▶ **REQUEST**:
Copy out all of the material exactly.

• • • • • • •

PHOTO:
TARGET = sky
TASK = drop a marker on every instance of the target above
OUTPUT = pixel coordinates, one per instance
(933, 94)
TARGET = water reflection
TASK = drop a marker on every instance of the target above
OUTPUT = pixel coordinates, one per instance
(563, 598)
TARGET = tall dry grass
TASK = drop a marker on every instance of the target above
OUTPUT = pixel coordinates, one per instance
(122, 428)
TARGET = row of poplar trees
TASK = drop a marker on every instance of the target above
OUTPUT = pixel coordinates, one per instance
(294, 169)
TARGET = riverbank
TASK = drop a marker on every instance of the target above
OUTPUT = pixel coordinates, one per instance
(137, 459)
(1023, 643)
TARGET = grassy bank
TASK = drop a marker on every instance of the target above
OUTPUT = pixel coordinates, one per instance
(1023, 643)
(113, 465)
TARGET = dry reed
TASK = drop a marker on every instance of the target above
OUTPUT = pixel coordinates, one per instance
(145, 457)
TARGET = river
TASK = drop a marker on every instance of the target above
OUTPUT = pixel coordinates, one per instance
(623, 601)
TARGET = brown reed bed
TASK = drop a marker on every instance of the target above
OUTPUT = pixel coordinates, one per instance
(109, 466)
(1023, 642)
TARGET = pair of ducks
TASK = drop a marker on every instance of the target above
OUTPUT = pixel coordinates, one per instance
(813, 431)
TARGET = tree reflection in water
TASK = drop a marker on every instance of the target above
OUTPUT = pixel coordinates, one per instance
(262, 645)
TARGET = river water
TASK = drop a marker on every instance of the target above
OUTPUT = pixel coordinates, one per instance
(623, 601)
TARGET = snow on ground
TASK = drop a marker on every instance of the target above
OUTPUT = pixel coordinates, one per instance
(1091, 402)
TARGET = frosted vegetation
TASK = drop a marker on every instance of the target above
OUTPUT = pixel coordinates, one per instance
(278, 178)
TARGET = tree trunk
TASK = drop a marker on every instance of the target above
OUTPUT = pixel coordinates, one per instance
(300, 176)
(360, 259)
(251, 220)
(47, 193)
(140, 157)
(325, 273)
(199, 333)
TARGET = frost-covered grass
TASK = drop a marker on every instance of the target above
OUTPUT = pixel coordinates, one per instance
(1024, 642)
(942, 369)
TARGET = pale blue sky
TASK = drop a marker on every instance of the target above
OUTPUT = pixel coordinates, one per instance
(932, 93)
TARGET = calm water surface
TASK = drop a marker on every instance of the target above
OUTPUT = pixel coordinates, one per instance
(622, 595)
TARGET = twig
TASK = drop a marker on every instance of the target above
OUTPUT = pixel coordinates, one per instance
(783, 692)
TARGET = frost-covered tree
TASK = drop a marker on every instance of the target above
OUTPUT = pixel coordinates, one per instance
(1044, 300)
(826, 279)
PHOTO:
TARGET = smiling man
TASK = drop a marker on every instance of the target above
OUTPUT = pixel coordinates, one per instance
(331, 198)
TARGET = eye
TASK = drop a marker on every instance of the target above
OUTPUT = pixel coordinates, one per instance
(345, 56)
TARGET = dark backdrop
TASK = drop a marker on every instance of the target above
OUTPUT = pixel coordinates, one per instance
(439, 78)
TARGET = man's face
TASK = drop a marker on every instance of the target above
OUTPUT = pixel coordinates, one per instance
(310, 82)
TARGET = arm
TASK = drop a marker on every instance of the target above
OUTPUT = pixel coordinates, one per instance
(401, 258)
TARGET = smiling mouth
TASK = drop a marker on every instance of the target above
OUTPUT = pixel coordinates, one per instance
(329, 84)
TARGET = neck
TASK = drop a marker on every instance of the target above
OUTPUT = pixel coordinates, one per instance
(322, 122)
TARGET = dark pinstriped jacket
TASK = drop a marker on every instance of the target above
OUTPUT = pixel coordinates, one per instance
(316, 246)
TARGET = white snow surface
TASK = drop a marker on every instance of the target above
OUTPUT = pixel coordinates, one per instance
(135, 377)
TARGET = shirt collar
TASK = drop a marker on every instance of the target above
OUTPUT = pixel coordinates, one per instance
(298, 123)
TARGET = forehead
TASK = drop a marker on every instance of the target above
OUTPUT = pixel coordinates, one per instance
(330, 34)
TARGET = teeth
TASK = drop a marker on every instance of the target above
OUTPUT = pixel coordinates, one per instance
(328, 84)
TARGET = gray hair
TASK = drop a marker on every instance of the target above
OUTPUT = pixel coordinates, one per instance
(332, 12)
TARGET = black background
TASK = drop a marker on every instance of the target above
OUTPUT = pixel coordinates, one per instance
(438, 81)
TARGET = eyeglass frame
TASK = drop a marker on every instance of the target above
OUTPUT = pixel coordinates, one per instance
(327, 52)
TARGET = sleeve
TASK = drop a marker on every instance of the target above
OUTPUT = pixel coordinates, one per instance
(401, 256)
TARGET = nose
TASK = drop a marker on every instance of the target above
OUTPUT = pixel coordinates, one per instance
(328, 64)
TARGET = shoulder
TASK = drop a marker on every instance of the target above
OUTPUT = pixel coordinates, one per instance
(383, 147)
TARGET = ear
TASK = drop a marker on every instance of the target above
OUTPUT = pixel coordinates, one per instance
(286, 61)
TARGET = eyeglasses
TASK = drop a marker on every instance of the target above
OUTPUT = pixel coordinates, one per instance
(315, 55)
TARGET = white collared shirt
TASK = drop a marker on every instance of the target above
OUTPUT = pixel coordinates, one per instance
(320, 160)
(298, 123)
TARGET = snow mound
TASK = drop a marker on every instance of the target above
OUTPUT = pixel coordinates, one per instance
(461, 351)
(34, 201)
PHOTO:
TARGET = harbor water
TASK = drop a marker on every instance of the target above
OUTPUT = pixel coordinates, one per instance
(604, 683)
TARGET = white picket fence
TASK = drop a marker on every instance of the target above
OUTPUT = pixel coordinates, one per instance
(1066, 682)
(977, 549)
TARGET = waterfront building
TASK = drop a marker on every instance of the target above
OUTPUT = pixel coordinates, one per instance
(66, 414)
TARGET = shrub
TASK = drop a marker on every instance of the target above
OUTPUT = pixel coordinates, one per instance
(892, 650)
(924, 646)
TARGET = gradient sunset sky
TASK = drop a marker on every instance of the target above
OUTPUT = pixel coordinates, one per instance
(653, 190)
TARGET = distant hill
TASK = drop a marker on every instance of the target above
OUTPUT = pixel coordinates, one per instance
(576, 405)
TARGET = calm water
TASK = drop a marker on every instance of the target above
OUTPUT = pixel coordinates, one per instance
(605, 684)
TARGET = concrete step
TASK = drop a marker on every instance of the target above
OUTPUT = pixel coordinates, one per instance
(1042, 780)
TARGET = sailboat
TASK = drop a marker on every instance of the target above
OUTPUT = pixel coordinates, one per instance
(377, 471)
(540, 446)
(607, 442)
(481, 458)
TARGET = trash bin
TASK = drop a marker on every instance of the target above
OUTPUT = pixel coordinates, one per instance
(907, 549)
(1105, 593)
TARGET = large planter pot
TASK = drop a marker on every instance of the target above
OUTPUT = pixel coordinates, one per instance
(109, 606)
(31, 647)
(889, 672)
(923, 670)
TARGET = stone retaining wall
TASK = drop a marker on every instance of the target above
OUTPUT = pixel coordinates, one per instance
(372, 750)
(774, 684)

• • • • • • •

▶ **OUTPUT FOR THIS TASK**:
PHOTO:
TARGET = sky
TASK = drop a marker on every instance of the target above
OUTPUT = pixel coordinates, one per instance
(933, 94)
TARGET = water reflection
TASK = drop a marker on every instance of the target above
OUTPUT = pixel coordinates, one per instance
(563, 598)
TARGET = tall dry grass
TASK = drop a marker on every instance of the target above
OUTPUT = pixel coordinates, one per instance
(122, 428)
TARGET = row of poplar trees
TASK = drop a marker on every instance of the target above
OUTPUT = pixel coordinates, one per instance
(294, 169)
TARGET = riverbank
TASK = drop a marker on every instance of the target above
OUTPUT = pixel coordinates, one per instance
(137, 459)
(1023, 643)
TARGET = grassy bank
TASK = drop a marker on every instance of the target above
OUTPUT = pixel coordinates, one per instance
(1023, 643)
(113, 465)
TARGET = dry reed
TASK = drop a marker on every instance of the target above
OUTPUT = pixel coordinates, one per instance
(145, 457)
TARGET = river
TASK = drop a marker on every instance of the target above
OUTPUT = pixel coordinates, one per instance
(623, 601)
TARGET = brown reed bed
TASK = drop a marker on every instance of the target above
OUTPUT = pixel coordinates, one per instance
(109, 466)
(1023, 642)
TARGET = pair of ducks
TASK = drop a marker on every instance of the target above
OUTPUT = pixel coordinates, one per instance
(813, 431)
TARGET = tree reflection in water
TASK = drop a marker on every instance of the target above
OUTPUT = pixel coordinates, one per instance
(262, 645)
TARGET = river water
TASK = drop a marker on every instance of the target above
OUTPUT = pixel coordinates, one per instance
(623, 601)
TARGET = snow on ground
TASK = drop a marker on every instance of the target above
OUTPUT = pixel coordinates, one per instance
(1091, 402)
TARGET = frosted vegetation
TASK = drop a marker on every instance of the target above
OUTPUT = pixel coordinates, one per instance
(278, 178)
TARGET = tree trunk
TASK = drop a marker on every instance of the target above
OUTPUT = pixel coordinates, one per instance
(300, 176)
(360, 259)
(251, 220)
(47, 193)
(140, 157)
(325, 273)
(199, 333)
TARGET = frost-covered grass
TASK = drop a marker on every instance of the target above
OUTPUT = pixel coordinates, one per instance
(1024, 642)
(942, 369)
TARGET = pale blue sky
TASK = drop a marker on every instance of the target above
OUTPUT = pixel coordinates, one per instance
(932, 93)
TARGET = calm water surface
TASK = drop a marker on every instance of the target above
OUTPUT = pixel coordinates, one per instance
(622, 595)
TARGET = twig
TASK = drop a marker on every instance of the target above
OUTPUT = pixel coordinates, one per instance
(783, 692)
TARGET = frost-covered tree
TASK = drop a marker on every instance of the target above
OUTPUT = pixel coordinates, one per instance
(1044, 300)
(826, 279)
PHOTO:
TARGET = smiling man
TASK = drop a marker on every instance of the target above
OUTPUT = pixel coordinates, one per instance
(331, 198)
TARGET = eye
TASK = drop a marker on every instance of the target above
OUTPUT = pixel coordinates, one per instance
(345, 56)
TARGET = dark backdrop
TASK = drop a marker on every instance of the target above
OUTPUT = pixel coordinates, one per instance
(439, 78)
TARGET = man's face
TASK = drop a marker on every instance of the target above
OUTPUT = pixel coordinates, one per instance
(310, 82)
TARGET = arm
TASK = drop a marker on every instance of the target above
OUTPUT = pixel coordinates, one per instance
(401, 258)
TARGET = smiling mouth
TASK = drop a marker on every instance of the target above
OUTPUT = pixel coordinates, one per instance
(329, 84)
TARGET = neck
TASK = drop a marker on every instance of the target above
OUTPUT = pixel coordinates, one per instance
(322, 122)
TARGET = dark pinstriped jacket
TASK = drop a marker on every instance of the target above
OUTPUT = pixel coordinates, one per instance
(316, 246)
TARGET = white snow surface
TASK = drop a marker on every instance of the target above
OUTPUT = pixel coordinates, one per instance
(135, 377)
TARGET = shirt collar
TASK = drop a marker on every instance of the target above
OUTPUT = pixel coordinates, one per instance
(298, 123)
TARGET = forehead
TASK = drop a marker on every instance of the target above
OUTPUT = pixel coordinates, one per instance
(330, 34)
TARGET = teeth
TASK = drop a marker on every instance of the target above
OUTPUT = pixel coordinates, one per instance
(328, 84)
TARGET = gray hair
TASK = drop a marker on every instance of the target above
OUTPUT = pixel coordinates, one per instance
(332, 12)
TARGET = black background
TASK = drop a marker on every instance of the target above
OUTPUT = pixel coordinates, one per instance
(438, 81)
TARGET = eyeglass frame
TASK = drop a marker on every instance of the target above
OUTPUT = pixel coordinates, one per instance
(327, 52)
TARGET = sleeve
TASK = drop a marker on every instance of the target above
OUTPUT = pixel coordinates, one per instance
(401, 256)
TARGET = nose
TASK = drop a marker on every instance of the target above
OUTPUT = pixel coordinates, one per instance
(328, 64)
TARGET = shoulder
TASK = drop a marker on every instance of the target above
OUTPUT = pixel coordinates, one per instance
(383, 147)
TARGET = ear
TASK = drop a marker on every instance of the target above
OUTPUT = pixel coordinates, one per instance
(286, 61)
TARGET = eyeglasses
TASK = drop a marker on every instance of the target above
OUTPUT = pixel coordinates, one per instance
(315, 55)
TARGET = white collared shirt
TASK = drop a marker on every instance of the target above
OUTPUT = pixel coordinates, one per instance
(320, 160)
(298, 123)
TARGET = snow mound
TASK = drop a marker on every instance of the target above
OUTPUT = pixel coordinates, one per instance
(461, 351)
(34, 201)
PHOTO:
TARGET = harbor water
TASK = drop a marker on every instance of the target above
OUTPUT = pixel coordinates, one per instance
(604, 683)
TARGET = white picket fence
TASK = drop a marker on every instance of the target above
OUTPUT = pixel coordinates, one per instance
(1066, 682)
(977, 549)
TARGET = waterfront building
TASK = drop a marker on every instance of the target above
OUTPUT = pixel coordinates, one per instance
(66, 414)
TARGET = shrub
TASK = drop a marker on every instance of the target above
OUTPUT = pixel coordinates, one per instance
(892, 650)
(924, 646)
TARGET = gradient sunset sky
TASK = drop a marker on every instance of the target above
OUTPUT = pixel coordinates, one per instance
(653, 190)
TARGET = distant hill
TASK = drop a marker on every instance of the target above
OUTPUT = pixel coordinates, one per instance
(576, 405)
TARGET = calm water
TASK = drop a marker on every instance of the target above
OUTPUT = pixel coordinates, one per instance
(605, 684)
TARGET = concrete step
TASK = drop a marker on every instance of the target above
OUTPUT = pixel coordinates, one per instance
(1042, 780)
TARGET = sailboat
TASK = drop a marker on every instance of the target above
OUTPUT = pixel coordinates, one per instance
(377, 471)
(540, 446)
(607, 442)
(481, 458)
TARGET = trash bin
TASK = drop a marker on every instance of the target above
OUTPUT = pixel coordinates, one per instance
(907, 549)
(1105, 593)
TARGET = large planter pot
TASK = drop a marker on every instance of the target above
OUTPUT = pixel coordinates, one per instance
(109, 606)
(31, 647)
(889, 672)
(923, 670)
TARGET = stone retaining wall
TASK = drop a marker on every instance of the target above
OUTPUT = pixel coordinates, one per instance
(372, 750)
(774, 684)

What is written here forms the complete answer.